### Texto de estudo
Saída ocorre após divulgação de dados recordes de desmatamento na Amazônia em junho. Coalizão de ONGs aponta que caso demonstra que governo ainda está tentando intervir no instituto.
Anúncio
O governo Bolsonaro exonerou nesta segunda-feira (13/07) a coordenadora-geral de Observação da Terra do Instituto Nacional de Pesquisas Espaciais (Inpe). Esse departamento é responsável pelos sistemas Deter e Prodes, que monitoram o avanço do desmatamento da Amazônia.
A retirada de Lubia Vinhas do cargo foi publicada no Diário Oficial em portaria assinada pelo ministro Marcos Pontes (Ciência e Tecnologia).
A exoneração pouco menos de uma semana depois que o Inpe divulgou mais um número negativo sobre a devastação da Amazônia, apontando que em junho o bioma registrou o maior número de alertas de desmatamento desde 2015. Os dados ainda apontaram que o desmatamento na Amazônia brasileira aumentou pelo 14º mês consecutivo.
######
### Material fornecido
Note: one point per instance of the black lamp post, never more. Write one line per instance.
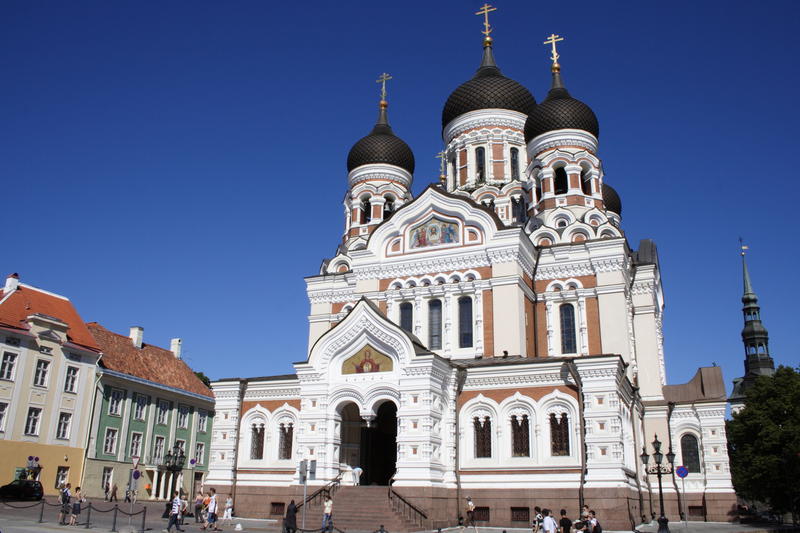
######
■ **Enunciado da tarefa**
Liste todas as pessoas mencionadas pelo nome no texto sobre a exoneração no Inpe.

■ **Resposta**
- Bolsonaro
- Lubia Vinhas
- Marcos Pontes